## begin PASSAGE GIVEN
Strains within NATO appear to have intensified following the Pentagon’s sudden decision to sever routine communications with Germany’s Defense Ministry on matters related to the ongoing Russo-Ukrainian war, according to German officials who described the move as unexplained and ‘disruptive.’

Lieutenant General Christian Freuding, head of Germany’s Ukraine coordination task force, told reporters on Tuesday that what had been round-the-clock exchanges with U.S. counterparts have now ceased entirely, leaving Berlin without direct insight into American strategic planning.

German defense sources said they have been forced to route inquiries through their embassy in Washington, with senior military figures acknowledging a lack of dependable channels to engage Pentagon officials amid the communications blackout.

The freeze coincides with the U.S. administration’s efforts to revise its proposed Ukraine peace framework, reducing it from 28 to 22 points after consultations with both Kyiv and Moscow, highlighting what critics call a faltering approach to a war that has dragged on without resolution.

U.S. Special Envoy Steve Witkoff is Moscow meeting Russian President Vladimir Putin for additional talks, a development that has caught European allies off guard after years of insistence from NATO leaders that direct negotiations with Moscow were untenable.

Berlin only learned of the Trump administration’s suspension of certain weapons shipments to Ukraine last summer when deliveries failed to materialize, despite Germany’s key involvement in coordinating NATO support, sources familiar with the matter said.
## end PASSAGE GIVEN
#### WRITTEN REQUEST 1:
Name every city mentioned in the NATO report.
#### WRITTEN REQUEST 2:
Answer these questions using the NATO report.
(a) What route do German defense officials now use for inquiries to the Pentagon?
(b) From how many points to how many was the proposed Ukraine peace framework reduced?
(c) How did Berlin learn that certain weapons shipments to Ukraine had been suspended?
## begin MATERIAL PROVIDED
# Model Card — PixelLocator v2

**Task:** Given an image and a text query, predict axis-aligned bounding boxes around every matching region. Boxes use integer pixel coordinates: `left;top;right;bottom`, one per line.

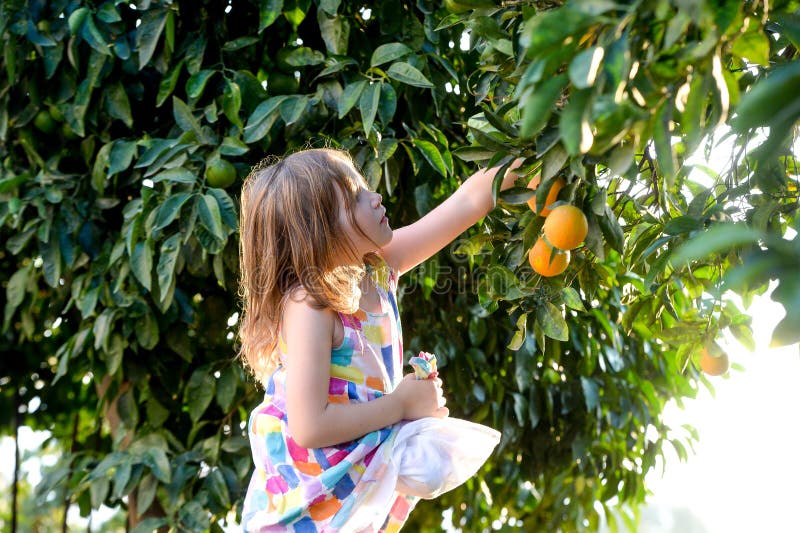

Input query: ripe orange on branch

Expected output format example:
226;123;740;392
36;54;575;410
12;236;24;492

528;174;567;217
528;238;569;278
543;205;589;250
700;348;731;376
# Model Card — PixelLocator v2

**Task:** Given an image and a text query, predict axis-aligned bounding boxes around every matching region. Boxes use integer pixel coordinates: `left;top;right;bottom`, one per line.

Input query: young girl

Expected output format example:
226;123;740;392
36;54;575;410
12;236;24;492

240;149;515;533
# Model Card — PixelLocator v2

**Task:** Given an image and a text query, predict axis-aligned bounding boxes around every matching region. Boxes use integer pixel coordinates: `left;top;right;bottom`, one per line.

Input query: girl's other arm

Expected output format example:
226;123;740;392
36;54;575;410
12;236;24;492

381;159;522;274
283;298;448;448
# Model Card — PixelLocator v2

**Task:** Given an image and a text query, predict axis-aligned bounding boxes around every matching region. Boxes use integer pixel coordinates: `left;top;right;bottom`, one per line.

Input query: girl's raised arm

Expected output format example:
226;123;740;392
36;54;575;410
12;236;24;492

282;297;448;448
381;160;522;274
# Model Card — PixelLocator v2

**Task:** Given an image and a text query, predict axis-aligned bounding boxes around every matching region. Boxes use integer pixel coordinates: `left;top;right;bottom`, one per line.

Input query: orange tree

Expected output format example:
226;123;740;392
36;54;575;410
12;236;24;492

0;0;800;531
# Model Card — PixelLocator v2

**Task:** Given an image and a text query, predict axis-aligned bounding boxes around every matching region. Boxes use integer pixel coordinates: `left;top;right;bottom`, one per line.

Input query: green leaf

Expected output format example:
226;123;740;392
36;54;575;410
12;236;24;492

561;287;586;311
568;46;605;89
142;447;172;483
69;7;89;35
358;83;383;137
219;137;250;156
453;146;495;163
222;80;244;128
92;142;114;194
133;474;159;520
513;392;528;427
208;188;239;233
378;82;397;126
184;367;216;424
186;69;217;99
151;167;197;183
558;89;594;156
108;140;136;176
172;96;205;140
153;193;191;232
412;139;447;177
664;215;703;235
386;61;433;89
581;376;600;413
156;60;185;107
519;74;568;139
244;96;286;144
369;43;413;67
222;37;258;52
286;46;325;67
731;29;769;67
203;468;231;509
280;95;308;126
117;389;139;429
136;8;167;70
157;233;182;306
769;308;800;348
338;80;367;118
197;194;226;240
217;365;239;412
39;231;61;288
131;240;153;291
258;0;283;33
80;15;111;56
317;9;350;55
536;302;569;341
731;61;800;132
653;100;677;185
670;223;761;266
106;82;133;128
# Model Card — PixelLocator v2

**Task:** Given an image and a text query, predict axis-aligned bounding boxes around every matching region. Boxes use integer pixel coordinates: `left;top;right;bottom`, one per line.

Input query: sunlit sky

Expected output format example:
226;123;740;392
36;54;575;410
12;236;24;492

640;290;800;533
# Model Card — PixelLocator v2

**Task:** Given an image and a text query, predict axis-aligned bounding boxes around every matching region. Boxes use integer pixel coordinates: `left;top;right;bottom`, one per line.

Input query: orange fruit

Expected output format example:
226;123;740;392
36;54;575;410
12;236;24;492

528;238;569;278
528;174;567;217
700;348;731;376
543;205;589;250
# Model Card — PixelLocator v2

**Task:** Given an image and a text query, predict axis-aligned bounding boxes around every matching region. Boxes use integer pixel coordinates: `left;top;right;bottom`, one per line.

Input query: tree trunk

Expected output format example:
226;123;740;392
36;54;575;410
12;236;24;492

96;375;169;533
11;389;20;533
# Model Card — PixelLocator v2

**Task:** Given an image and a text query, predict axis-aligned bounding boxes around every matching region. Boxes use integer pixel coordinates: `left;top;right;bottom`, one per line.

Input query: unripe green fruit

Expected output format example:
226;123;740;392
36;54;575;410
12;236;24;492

206;159;236;189
33;109;56;135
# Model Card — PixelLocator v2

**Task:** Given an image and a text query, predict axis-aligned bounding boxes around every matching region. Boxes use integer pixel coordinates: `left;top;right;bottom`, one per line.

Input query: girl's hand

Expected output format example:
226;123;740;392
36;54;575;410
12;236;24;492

392;374;450;420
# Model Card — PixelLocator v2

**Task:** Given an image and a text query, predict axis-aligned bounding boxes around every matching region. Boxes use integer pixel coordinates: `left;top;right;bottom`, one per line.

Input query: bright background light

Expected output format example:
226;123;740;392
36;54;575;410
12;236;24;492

639;288;800;533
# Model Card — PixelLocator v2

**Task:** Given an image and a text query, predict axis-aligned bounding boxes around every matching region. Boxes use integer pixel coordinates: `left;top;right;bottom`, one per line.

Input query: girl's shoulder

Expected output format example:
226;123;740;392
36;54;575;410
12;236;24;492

367;253;399;292
281;288;336;339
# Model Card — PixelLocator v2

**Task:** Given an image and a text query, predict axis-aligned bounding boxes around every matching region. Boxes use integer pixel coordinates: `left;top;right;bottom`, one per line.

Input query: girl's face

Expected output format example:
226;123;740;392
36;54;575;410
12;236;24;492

339;187;392;256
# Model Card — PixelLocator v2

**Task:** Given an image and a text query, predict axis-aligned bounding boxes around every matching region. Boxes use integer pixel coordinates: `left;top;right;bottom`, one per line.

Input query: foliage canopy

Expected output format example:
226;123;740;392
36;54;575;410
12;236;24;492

0;0;800;531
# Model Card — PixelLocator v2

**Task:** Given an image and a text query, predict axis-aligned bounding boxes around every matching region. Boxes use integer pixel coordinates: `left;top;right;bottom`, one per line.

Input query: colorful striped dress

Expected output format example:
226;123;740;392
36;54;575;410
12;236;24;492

242;263;418;533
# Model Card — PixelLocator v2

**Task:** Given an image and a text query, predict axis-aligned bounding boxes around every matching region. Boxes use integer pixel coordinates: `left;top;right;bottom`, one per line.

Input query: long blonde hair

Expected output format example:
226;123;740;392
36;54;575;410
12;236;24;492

239;148;377;383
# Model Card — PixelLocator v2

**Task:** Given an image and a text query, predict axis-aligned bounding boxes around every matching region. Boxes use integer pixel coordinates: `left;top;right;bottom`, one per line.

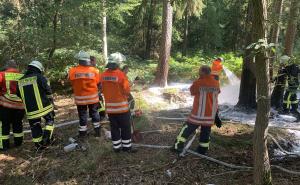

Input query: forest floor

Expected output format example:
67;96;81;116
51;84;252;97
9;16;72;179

0;96;300;185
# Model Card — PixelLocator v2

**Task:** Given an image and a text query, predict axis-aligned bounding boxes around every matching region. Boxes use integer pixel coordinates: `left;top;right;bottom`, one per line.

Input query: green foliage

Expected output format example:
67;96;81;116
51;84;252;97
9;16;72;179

220;52;243;76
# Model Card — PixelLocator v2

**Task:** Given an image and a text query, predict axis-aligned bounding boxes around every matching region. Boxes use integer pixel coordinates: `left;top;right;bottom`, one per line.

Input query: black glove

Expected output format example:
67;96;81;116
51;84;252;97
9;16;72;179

215;112;222;128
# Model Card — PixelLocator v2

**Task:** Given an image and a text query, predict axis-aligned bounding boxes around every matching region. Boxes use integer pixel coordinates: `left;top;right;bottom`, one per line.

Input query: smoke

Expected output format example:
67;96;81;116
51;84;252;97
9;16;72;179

219;67;241;105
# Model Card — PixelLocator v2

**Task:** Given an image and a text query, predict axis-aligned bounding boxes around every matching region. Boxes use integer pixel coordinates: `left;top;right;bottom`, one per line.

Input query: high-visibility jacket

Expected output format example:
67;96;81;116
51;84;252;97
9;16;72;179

69;65;100;105
17;67;54;119
188;75;220;126
100;69;130;114
0;68;24;109
211;60;223;76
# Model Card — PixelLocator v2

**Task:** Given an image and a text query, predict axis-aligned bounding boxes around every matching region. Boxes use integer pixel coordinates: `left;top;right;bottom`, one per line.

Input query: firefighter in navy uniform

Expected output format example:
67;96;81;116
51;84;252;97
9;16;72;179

0;60;24;150
283;56;300;119
172;66;222;155
18;61;55;149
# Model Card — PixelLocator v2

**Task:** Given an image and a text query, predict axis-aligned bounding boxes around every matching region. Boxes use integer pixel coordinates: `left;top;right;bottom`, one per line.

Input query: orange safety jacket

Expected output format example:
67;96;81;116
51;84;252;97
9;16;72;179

100;69;130;114
69;65;100;105
0;68;24;110
211;60;223;76
188;75;220;126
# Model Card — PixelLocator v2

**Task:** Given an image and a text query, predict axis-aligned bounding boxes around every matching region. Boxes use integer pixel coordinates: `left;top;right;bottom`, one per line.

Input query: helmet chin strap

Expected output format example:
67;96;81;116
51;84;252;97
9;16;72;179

79;60;92;66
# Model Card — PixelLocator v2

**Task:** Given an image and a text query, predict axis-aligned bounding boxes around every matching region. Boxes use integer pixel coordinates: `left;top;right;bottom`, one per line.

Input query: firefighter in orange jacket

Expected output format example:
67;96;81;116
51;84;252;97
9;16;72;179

100;53;136;152
172;66;222;154
211;57;224;80
0;60;25;150
69;51;101;138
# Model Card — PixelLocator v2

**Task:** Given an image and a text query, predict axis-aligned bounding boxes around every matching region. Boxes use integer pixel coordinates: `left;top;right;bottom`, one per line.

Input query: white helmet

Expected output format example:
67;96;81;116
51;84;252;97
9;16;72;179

29;60;45;72
75;51;91;62
217;57;224;62
108;52;126;64
279;55;291;64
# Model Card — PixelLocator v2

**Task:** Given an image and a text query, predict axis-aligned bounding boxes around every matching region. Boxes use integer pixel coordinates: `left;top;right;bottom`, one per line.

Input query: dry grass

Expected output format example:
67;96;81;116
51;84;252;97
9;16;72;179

0;98;300;185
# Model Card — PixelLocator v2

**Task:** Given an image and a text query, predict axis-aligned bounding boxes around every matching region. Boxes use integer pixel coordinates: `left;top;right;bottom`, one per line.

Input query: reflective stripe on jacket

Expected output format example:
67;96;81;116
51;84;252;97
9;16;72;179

188;75;220;126
100;69;130;114
69;65;99;105
0;68;24;109
211;60;223;76
18;76;53;119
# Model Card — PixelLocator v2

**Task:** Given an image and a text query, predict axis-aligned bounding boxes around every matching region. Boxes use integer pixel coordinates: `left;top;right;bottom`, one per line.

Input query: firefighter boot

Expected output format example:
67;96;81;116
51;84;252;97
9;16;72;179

43;122;54;145
94;127;101;137
171;139;184;154
0;136;9;151
14;136;23;147
197;146;208;155
122;147;138;153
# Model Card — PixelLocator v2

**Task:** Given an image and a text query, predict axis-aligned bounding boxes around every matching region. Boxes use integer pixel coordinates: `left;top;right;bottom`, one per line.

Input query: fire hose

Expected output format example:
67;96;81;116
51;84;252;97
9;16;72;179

19;117;300;175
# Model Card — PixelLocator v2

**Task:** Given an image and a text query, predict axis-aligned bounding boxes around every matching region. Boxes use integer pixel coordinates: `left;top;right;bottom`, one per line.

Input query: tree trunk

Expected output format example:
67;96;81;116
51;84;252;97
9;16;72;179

48;10;58;60
270;0;283;79
155;0;173;87
271;0;300;109
144;0;156;59
237;51;256;109
182;8;189;56
252;0;272;185
102;0;108;64
284;0;300;56
237;1;256;109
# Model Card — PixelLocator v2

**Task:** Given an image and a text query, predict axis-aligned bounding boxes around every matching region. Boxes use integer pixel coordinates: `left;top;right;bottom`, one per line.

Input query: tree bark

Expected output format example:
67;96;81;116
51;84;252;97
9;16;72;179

145;0;156;59
237;1;256;109
48;10;58;60
271;0;300;109
270;0;283;79
252;0;272;185
284;0;300;56
102;0;108;64
182;8;189;56
155;0;173;87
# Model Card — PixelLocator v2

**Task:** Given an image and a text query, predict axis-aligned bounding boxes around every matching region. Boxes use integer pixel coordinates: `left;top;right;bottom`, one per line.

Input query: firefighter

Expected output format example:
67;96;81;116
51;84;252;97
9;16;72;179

17;61;55;149
69;51;101;139
283;56;300;119
100;53;136;153
0;60;25;150
122;65;135;113
90;56;106;121
211;57;224;80
172;66;222;155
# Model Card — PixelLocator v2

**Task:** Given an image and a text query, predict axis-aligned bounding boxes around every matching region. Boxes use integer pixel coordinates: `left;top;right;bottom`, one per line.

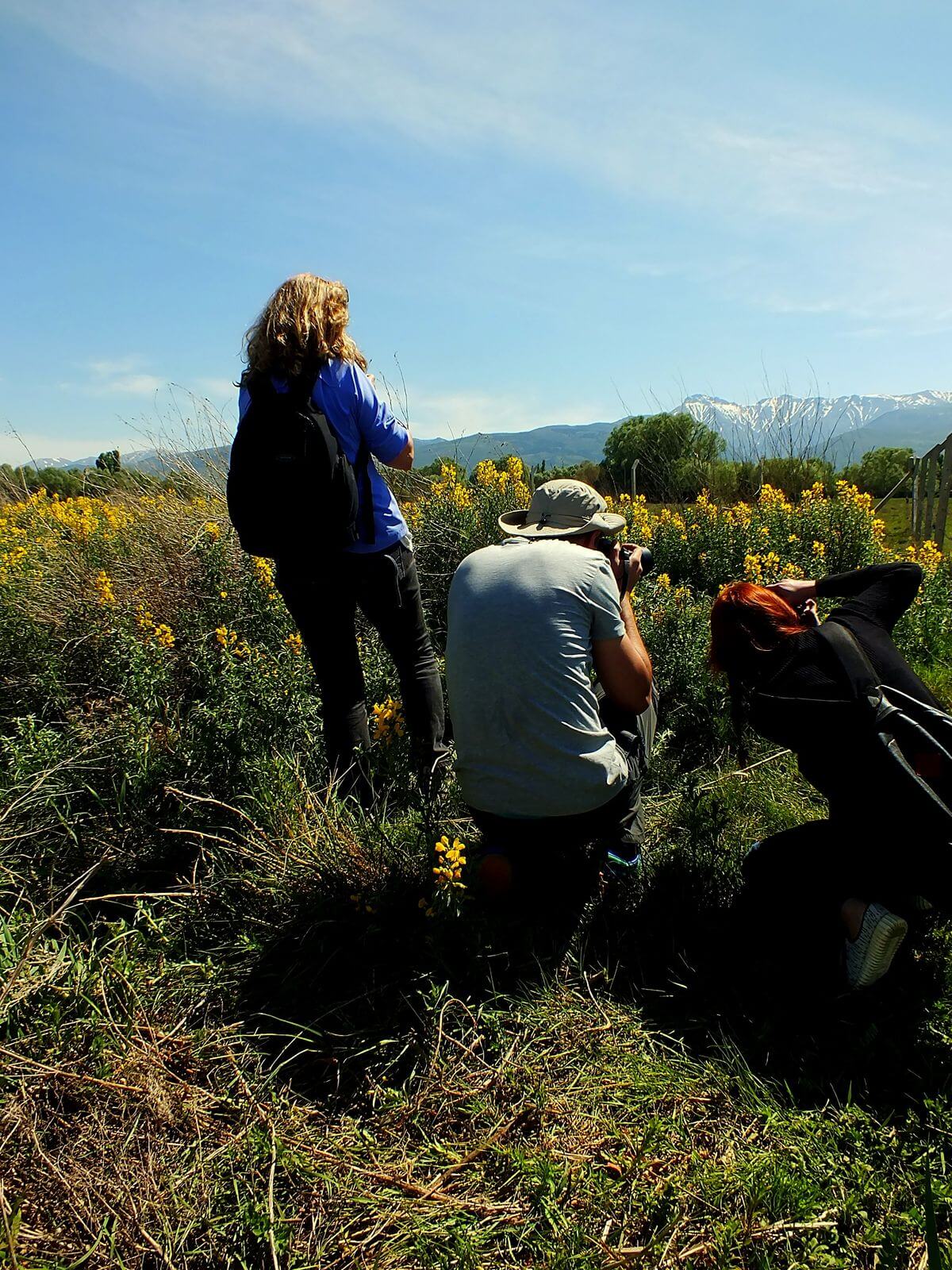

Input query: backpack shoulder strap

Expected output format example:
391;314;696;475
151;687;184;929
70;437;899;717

817;618;882;705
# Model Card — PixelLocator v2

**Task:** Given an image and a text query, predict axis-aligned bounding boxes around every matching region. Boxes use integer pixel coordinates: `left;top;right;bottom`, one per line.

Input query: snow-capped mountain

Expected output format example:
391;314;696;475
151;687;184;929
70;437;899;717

681;390;952;464
681;390;952;437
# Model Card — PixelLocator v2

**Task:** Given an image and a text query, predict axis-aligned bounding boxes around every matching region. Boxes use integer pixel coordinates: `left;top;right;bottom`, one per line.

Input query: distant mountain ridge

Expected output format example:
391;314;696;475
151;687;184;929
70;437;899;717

24;389;952;474
681;389;952;465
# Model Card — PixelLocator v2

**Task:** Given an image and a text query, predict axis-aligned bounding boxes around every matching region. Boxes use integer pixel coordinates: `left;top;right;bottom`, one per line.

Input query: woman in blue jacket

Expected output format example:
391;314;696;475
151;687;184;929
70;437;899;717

239;273;446;800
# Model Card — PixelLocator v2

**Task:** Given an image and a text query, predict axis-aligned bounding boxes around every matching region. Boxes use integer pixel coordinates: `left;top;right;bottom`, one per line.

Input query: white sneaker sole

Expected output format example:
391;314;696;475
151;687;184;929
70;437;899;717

846;913;909;988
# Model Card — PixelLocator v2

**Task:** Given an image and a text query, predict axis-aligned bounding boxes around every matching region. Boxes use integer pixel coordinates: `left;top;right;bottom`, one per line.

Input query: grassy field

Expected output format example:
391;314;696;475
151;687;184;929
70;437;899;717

0;468;952;1270
877;498;952;555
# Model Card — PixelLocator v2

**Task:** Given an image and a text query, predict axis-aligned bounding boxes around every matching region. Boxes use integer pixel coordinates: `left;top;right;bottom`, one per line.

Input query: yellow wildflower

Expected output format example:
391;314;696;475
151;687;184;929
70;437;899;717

373;696;404;745
152;622;175;648
93;569;116;607
433;833;466;891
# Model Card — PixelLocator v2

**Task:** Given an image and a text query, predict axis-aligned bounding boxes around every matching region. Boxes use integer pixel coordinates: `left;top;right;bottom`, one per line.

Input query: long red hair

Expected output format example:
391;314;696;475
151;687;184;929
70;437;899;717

709;582;808;682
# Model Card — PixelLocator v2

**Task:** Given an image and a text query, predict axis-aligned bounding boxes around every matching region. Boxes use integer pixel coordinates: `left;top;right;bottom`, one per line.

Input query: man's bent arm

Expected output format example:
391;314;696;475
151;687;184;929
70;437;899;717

592;595;651;714
387;432;414;472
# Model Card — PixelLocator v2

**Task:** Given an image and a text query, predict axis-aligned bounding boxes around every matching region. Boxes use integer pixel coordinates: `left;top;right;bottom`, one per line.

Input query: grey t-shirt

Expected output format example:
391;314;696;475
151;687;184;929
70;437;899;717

447;538;628;818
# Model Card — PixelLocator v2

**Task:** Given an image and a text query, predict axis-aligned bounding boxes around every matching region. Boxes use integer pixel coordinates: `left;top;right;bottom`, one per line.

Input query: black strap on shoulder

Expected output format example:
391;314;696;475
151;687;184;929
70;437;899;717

354;437;377;546
817;618;881;700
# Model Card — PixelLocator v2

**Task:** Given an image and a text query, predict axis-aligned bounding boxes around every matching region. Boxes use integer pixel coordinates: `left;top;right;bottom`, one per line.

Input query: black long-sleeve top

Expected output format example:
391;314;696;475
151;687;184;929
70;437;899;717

751;561;942;818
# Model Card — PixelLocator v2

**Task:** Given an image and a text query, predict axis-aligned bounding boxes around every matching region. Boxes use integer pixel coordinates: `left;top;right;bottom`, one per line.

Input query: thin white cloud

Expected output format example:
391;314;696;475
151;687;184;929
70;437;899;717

195;377;237;404
72;357;167;398
6;0;952;333
0;430;125;468
391;385;618;440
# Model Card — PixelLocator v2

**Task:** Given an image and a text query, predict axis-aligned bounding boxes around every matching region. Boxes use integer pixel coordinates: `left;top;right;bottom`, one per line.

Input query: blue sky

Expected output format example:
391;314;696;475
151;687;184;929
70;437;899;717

0;0;952;462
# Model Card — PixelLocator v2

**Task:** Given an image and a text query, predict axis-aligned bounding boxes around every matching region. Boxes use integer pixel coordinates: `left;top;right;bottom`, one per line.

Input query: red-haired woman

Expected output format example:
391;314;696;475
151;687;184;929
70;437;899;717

711;563;952;988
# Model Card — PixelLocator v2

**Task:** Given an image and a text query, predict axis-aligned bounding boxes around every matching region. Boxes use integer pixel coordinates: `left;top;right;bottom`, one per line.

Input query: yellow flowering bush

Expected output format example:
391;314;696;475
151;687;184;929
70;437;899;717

373;696;405;745
433;833;466;891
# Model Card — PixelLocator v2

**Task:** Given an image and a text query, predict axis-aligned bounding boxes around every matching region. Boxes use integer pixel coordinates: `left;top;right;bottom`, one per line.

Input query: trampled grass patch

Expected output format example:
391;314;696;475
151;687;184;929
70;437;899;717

0;465;952;1270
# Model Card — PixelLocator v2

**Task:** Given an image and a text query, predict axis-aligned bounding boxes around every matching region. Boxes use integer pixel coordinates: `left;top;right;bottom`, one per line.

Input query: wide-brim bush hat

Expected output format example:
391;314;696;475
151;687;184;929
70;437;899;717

499;480;624;538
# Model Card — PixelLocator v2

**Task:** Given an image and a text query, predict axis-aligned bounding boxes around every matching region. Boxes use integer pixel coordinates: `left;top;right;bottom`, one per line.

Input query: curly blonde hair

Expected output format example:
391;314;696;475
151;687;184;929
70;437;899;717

245;273;367;379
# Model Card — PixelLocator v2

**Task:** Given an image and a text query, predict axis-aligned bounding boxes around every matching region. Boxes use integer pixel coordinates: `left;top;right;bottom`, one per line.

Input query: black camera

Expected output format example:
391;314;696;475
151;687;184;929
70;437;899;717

595;533;655;595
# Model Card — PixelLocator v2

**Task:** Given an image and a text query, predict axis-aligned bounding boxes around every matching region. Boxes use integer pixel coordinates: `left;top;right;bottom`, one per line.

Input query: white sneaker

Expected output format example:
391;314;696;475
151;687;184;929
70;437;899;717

846;904;909;988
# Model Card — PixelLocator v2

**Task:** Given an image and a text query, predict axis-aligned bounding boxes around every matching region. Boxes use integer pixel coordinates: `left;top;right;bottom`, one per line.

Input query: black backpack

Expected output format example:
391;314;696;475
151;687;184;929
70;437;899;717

751;618;952;841
227;371;374;560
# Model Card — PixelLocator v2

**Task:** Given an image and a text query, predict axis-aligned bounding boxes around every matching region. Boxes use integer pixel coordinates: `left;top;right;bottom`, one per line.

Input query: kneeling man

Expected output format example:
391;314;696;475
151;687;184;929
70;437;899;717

447;480;656;883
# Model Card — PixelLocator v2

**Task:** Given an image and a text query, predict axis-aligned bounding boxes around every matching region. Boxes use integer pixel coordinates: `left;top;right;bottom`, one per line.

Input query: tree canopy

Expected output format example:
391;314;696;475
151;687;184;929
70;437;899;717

605;413;724;503
843;446;912;498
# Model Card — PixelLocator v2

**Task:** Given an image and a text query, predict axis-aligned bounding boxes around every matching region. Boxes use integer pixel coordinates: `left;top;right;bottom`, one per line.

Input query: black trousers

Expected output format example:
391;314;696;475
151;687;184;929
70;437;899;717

744;808;952;921
275;542;446;776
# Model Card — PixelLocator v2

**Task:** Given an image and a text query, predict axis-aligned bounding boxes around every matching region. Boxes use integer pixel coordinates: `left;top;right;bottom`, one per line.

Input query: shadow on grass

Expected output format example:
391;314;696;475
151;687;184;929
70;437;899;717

236;881;589;1103
580;855;952;1111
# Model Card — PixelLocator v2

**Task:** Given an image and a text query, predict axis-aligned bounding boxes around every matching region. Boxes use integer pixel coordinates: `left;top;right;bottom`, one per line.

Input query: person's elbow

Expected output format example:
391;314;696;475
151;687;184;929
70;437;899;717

614;673;651;714
594;637;652;714
387;436;414;472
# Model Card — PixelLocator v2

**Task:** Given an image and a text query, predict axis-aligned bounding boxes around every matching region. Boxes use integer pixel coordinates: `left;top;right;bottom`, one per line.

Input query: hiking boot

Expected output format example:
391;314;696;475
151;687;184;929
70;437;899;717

846;904;909;988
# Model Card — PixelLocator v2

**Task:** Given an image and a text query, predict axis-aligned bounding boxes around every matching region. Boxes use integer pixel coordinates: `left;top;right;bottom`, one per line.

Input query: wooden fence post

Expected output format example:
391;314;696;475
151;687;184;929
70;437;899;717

912;455;928;542
923;446;939;541
935;432;952;551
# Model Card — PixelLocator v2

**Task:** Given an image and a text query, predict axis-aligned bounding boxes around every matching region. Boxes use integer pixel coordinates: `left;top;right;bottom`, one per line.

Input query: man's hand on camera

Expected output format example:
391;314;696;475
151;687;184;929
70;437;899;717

797;599;820;626
609;542;643;595
766;578;816;608
622;542;645;587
## end MATERIAL PROVIDED
#### RESULT 1:
Washington, Kyiv, Moscow, Berlin

#### RESULT 2:
(a) Through their embassy in Washington.
(b) From 28 points to 22.
(c) The deliveries failed to materialize.